== Directions ==
[1] Reproduce the stretch of the KVM patch discussion from "On 2015/12/2 16:45, Marc" through "is still 1).", swapping "overflow register" for "overflow status register".
[2] Carry on the KVM patch discussion from the point where it stops.

== Extracted text ==
___

[PATCH v4 18/21] KVM: ARM64: Add PMU overflow interrupt routing

Shannon Zhao zhaoshenglong at huawei.com
Wed Dec 2 01:49:23 PST 2015



On 2015/12/2 16:45, Marc Zyngier wrote:
> On 02/12/15 02:40, Shannon Zhao wrote:
>> > 
>> > 
>> > On 2015/12/2 0:57, Marc Zyngier wrote:
>>> >> On 01/12/15 16:26, Shannon Zhao wrote:
>>>> >>>
>>>> >>>
>>>> >>> On 2015/12/1 23:41, Marc Zyngier wrote:
>>>>>> >>>>> The reason is that when guest clear the overflow register, it will trap
>>>>>>> >>>>>> to kvm and call kvm_pmu_sync_hwstate() as you see above. At this moment,
>>>>>>> >>>>>> the overflow register is still overflowed(that is some bit is still 1).
>>>>>>> >>>>>> So We need to use some flag to mark we already inject this interrupt.
>>>>>>> >>>>>> And if during guest handling the overflow, there is a new overflow
>>>>>>> >>>>>> happening, the pmu->irq_pending will be set ture by
>>>>>>> >>>>>> kvm_pmu_perf_overflow(), then it needs to inject this new interrupt, right?

___

== Entries provided ==
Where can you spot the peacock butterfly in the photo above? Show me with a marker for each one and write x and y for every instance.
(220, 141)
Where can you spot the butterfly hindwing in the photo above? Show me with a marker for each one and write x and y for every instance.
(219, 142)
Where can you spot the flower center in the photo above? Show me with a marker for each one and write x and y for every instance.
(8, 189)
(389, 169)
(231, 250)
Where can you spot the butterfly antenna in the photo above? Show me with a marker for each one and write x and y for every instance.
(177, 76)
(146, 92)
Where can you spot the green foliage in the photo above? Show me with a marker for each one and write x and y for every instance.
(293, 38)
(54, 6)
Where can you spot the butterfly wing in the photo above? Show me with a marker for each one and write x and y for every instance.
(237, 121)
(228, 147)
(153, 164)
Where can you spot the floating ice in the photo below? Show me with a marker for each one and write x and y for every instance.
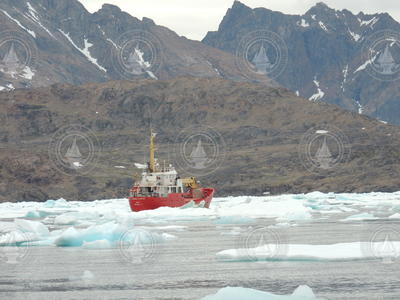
(233, 220)
(37, 228)
(395, 216)
(61, 203)
(238, 293)
(86, 276)
(299, 252)
(75, 238)
(100, 244)
(360, 217)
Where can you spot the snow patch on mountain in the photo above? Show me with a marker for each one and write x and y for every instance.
(322, 25)
(320, 94)
(32, 33)
(360, 107)
(85, 51)
(108, 39)
(345, 73)
(356, 37)
(369, 23)
(28, 73)
(33, 15)
(303, 23)
(365, 65)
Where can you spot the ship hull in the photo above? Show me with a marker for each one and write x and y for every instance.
(172, 200)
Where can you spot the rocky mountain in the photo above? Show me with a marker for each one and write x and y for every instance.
(324, 55)
(43, 42)
(84, 142)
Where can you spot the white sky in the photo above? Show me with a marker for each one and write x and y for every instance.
(194, 19)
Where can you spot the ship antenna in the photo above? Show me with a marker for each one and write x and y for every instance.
(152, 163)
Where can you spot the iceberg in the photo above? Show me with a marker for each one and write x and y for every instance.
(75, 238)
(301, 252)
(360, 217)
(37, 228)
(238, 293)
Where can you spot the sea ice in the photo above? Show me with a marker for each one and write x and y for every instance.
(360, 217)
(238, 293)
(39, 229)
(299, 252)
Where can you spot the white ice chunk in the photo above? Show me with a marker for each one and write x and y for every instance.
(238, 293)
(301, 252)
(38, 228)
(360, 217)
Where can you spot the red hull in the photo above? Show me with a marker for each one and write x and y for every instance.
(173, 200)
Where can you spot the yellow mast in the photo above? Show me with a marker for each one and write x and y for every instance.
(152, 163)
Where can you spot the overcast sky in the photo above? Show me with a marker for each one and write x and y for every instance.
(194, 18)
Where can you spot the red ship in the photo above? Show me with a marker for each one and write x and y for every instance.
(161, 186)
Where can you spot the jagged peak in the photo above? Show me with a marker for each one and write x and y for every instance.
(148, 21)
(110, 7)
(320, 6)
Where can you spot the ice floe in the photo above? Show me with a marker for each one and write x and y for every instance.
(238, 293)
(301, 252)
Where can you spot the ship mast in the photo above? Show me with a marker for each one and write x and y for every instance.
(152, 162)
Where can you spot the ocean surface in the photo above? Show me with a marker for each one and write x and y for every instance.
(183, 263)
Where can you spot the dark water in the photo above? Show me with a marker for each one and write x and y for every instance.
(186, 268)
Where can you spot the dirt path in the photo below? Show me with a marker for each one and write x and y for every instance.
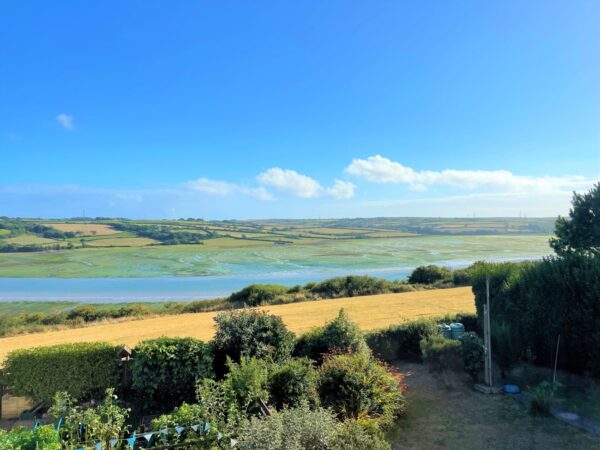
(451, 415)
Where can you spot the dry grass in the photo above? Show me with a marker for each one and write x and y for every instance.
(86, 229)
(370, 312)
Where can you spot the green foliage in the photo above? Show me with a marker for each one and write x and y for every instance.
(42, 438)
(83, 427)
(258, 294)
(580, 233)
(357, 435)
(441, 354)
(84, 370)
(473, 354)
(290, 429)
(350, 286)
(250, 333)
(541, 399)
(357, 386)
(401, 341)
(165, 371)
(293, 383)
(341, 335)
(429, 274)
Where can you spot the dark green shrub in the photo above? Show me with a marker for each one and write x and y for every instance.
(357, 386)
(42, 438)
(165, 371)
(258, 294)
(250, 333)
(401, 341)
(429, 274)
(84, 370)
(290, 429)
(341, 335)
(473, 354)
(294, 383)
(350, 286)
(441, 354)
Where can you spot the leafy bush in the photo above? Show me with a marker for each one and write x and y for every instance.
(354, 435)
(541, 300)
(357, 386)
(428, 274)
(290, 429)
(250, 333)
(473, 354)
(258, 294)
(441, 354)
(401, 341)
(294, 383)
(42, 438)
(165, 371)
(84, 370)
(86, 426)
(341, 335)
(350, 286)
(542, 396)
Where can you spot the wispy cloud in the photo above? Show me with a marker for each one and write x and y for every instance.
(379, 169)
(224, 188)
(66, 121)
(294, 183)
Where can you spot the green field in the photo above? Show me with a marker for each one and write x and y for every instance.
(227, 257)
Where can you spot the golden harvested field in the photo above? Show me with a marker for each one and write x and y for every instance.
(370, 312)
(86, 229)
(121, 242)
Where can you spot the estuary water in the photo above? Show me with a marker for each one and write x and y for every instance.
(185, 274)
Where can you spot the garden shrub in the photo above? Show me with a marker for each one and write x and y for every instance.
(441, 354)
(354, 435)
(252, 334)
(84, 427)
(294, 383)
(84, 370)
(341, 335)
(290, 429)
(42, 438)
(401, 341)
(429, 274)
(357, 386)
(165, 371)
(473, 354)
(258, 294)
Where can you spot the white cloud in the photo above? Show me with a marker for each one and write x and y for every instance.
(224, 188)
(66, 121)
(294, 183)
(379, 169)
(341, 190)
(291, 182)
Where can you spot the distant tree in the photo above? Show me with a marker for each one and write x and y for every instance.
(580, 232)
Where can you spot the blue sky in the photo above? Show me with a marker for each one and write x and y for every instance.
(297, 109)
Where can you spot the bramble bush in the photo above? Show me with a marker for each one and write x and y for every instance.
(165, 371)
(294, 383)
(250, 333)
(84, 370)
(341, 335)
(357, 386)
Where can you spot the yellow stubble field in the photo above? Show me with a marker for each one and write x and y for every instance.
(370, 312)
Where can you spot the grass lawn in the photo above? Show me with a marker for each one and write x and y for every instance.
(370, 312)
(457, 417)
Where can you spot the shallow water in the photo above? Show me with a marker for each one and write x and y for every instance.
(148, 275)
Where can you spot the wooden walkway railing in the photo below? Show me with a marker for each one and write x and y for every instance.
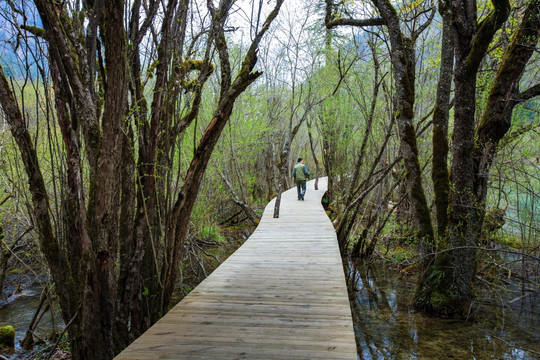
(281, 295)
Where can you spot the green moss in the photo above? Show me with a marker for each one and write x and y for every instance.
(7, 337)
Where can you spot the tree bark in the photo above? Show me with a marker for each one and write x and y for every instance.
(439, 173)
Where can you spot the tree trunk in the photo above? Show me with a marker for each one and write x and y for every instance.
(439, 173)
(449, 283)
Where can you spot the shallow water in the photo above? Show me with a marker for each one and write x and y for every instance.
(387, 328)
(18, 312)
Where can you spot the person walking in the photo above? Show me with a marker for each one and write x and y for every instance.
(300, 175)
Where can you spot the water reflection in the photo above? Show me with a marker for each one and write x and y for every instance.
(387, 328)
(18, 312)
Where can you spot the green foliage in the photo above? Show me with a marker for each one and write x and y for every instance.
(211, 233)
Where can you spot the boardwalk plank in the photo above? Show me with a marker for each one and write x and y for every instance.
(281, 295)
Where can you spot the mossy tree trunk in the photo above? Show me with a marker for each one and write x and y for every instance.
(439, 174)
(448, 284)
(113, 264)
(403, 63)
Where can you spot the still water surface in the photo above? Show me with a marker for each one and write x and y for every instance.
(386, 327)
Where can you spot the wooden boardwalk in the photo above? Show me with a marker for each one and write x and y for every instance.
(281, 295)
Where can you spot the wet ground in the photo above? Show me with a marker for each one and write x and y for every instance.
(387, 328)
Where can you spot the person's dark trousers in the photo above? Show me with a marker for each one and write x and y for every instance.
(301, 188)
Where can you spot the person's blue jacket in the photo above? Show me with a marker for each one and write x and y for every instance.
(300, 172)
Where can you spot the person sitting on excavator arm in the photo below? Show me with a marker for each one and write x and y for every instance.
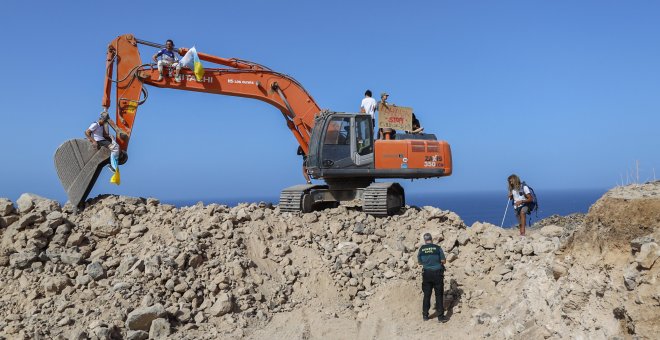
(169, 59)
(97, 133)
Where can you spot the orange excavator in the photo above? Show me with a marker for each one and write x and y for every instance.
(340, 148)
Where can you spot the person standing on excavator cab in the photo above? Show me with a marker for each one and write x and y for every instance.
(97, 133)
(169, 59)
(368, 106)
(301, 152)
(382, 132)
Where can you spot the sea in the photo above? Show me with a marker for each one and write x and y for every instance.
(491, 207)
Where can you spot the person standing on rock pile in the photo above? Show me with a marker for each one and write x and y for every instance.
(432, 259)
(522, 198)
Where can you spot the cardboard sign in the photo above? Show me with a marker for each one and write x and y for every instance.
(395, 117)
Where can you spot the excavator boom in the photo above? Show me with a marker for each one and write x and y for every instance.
(78, 164)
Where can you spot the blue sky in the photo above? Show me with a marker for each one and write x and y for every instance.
(564, 93)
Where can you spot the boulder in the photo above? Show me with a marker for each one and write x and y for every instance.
(160, 329)
(54, 285)
(648, 253)
(25, 203)
(28, 202)
(137, 335)
(637, 243)
(552, 231)
(347, 248)
(95, 271)
(104, 223)
(71, 256)
(22, 259)
(141, 318)
(630, 276)
(223, 305)
(6, 207)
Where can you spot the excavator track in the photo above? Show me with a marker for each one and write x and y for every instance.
(383, 199)
(297, 198)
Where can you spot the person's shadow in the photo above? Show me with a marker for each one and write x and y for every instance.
(451, 297)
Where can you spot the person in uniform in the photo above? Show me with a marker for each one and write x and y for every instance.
(432, 259)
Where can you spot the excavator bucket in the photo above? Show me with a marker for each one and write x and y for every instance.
(78, 165)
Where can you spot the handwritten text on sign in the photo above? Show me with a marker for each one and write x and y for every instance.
(395, 117)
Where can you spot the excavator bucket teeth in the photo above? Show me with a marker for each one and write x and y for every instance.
(78, 165)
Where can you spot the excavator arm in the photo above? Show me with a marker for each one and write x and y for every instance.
(239, 78)
(78, 164)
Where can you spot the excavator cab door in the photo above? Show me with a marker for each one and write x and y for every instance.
(362, 146)
(347, 142)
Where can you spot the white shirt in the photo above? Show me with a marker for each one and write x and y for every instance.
(114, 147)
(97, 131)
(517, 197)
(369, 106)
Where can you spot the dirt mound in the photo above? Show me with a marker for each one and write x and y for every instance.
(620, 216)
(133, 268)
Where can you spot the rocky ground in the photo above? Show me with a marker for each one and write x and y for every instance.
(133, 268)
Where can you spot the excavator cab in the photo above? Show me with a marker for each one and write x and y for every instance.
(342, 141)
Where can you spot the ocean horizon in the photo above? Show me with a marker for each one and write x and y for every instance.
(488, 206)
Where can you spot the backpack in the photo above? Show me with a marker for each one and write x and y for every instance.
(534, 205)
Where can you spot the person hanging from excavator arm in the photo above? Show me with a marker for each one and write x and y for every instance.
(168, 58)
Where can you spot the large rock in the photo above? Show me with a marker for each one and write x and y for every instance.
(25, 203)
(648, 253)
(141, 318)
(6, 207)
(54, 285)
(28, 202)
(552, 231)
(160, 329)
(223, 305)
(95, 271)
(637, 243)
(630, 278)
(22, 259)
(347, 248)
(71, 256)
(105, 223)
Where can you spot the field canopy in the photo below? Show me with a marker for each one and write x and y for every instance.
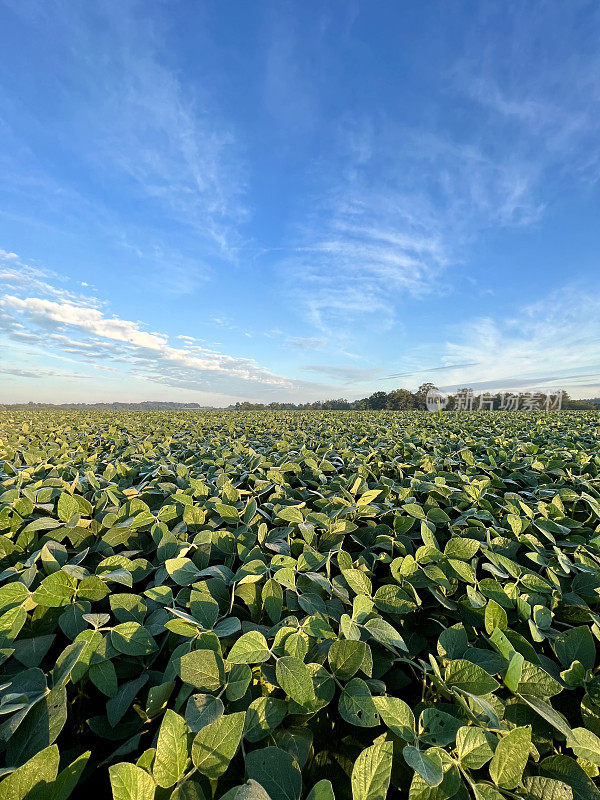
(299, 605)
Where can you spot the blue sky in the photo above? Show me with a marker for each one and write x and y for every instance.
(220, 201)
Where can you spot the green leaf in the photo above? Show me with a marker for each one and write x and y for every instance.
(251, 648)
(322, 790)
(396, 715)
(229, 513)
(586, 745)
(295, 680)
(276, 771)
(576, 644)
(67, 507)
(356, 704)
(372, 772)
(264, 714)
(33, 779)
(568, 771)
(510, 758)
(202, 709)
(469, 677)
(512, 678)
(216, 744)
(183, 570)
(238, 680)
(345, 657)
(132, 639)
(495, 617)
(171, 750)
(203, 669)
(129, 782)
(427, 765)
(385, 633)
(474, 746)
(540, 788)
(68, 778)
(55, 590)
(546, 711)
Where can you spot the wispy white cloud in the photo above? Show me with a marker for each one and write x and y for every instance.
(405, 206)
(305, 342)
(156, 152)
(345, 374)
(62, 324)
(554, 340)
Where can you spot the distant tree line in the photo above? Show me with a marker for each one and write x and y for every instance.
(396, 400)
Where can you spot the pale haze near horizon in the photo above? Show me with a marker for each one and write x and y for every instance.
(218, 202)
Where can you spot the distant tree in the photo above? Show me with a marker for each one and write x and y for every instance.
(377, 400)
(400, 400)
(421, 395)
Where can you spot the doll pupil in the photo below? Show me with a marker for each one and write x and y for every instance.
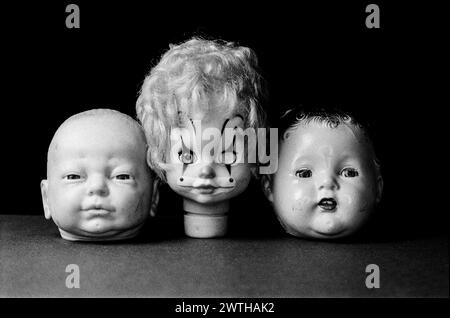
(187, 157)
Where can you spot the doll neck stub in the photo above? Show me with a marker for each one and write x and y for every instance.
(205, 221)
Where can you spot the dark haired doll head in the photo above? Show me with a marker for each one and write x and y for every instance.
(328, 179)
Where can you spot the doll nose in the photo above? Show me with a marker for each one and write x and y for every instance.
(207, 172)
(97, 186)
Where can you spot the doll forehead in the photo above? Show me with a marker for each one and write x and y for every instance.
(94, 136)
(321, 141)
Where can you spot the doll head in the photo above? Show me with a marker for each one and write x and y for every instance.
(328, 178)
(197, 91)
(98, 184)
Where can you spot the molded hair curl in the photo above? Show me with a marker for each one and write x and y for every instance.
(198, 76)
(295, 117)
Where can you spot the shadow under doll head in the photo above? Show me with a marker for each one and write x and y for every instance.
(328, 178)
(198, 90)
(98, 184)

___

== In response ==
[1]
On 2015/12/2 16:45, Marc Zyngier wrote:
> On 02/12/15 02:40, Shannon Zhao wrote:
>> > 
>> > 
>> > On 2015/12/2 0:57, Marc Zyngier wrote:
>>> >> On 01/12/15 16:26, Shannon Zhao wrote:
>>>> >>>
>>>> >>>
>>>> >>> On 2015/12/1 23:41, Marc Zyngier wrote:
>>>>>> >>>>> The reason is that when guest clear the overflow status register, it will trap
>>>>>>> >>>>>> to kvm and call kvm_pmu_sync_hwstate() as you see above. At this moment,
>>>>>>> >>>>>> the overflow status register is still overflowed(that is some bit is still 1).

[2]
>>>>> >>>> I don't think so. This is a level interrupt, so the level should stay
>>>>> >>>> high as long as the guest hasn't cleared all possible sources for that
>>>>> >>>> interrupt.
>>>>> >>>>
>>>>> >>>> For your example, the guest writes to PMOVSCLR to clear the overflow
>>>>> >>>> caused by a given counter. If the status is now 0, the interrupt line
>>>>> >>>> drops. If the status is still non zero, the line stays high. And I
>>>>> >>>> believe that writing a 1 to PMOVSSET would actually trigger an
>>>>> >>>> interrupt, or keep it high if it has already high.
>>>>> >>>>
>>>> >>> Right, writing 1 to PMOVSSET will trigger an interrupt.
>>>> >>>
>>>>> >>>> In essence, do not try to maintain side state. I've been bitten.
>>>> >>>
>>>> >>> So on VM entry, it check if PMOVSSET is zero. If not, call 
>>>> >>> kvm_vgic_inject_irq to set the level high. If so, set the level low.
>>>> >>> On VM exit, it seems there is nothing to do.
>>> >>
>>> >> It is even simpler than that:
>>> >>
>>> >> - When you get an overflow, you inject an interrupt with the level set to 1.
>>> >> - When the overflow register gets cleared, you inject the same interrupt
>>> >> with the level set to 0.
>>> >>
>>> >> I don't think you need to do anything else, and the world switch should
>>> >> be left untouched.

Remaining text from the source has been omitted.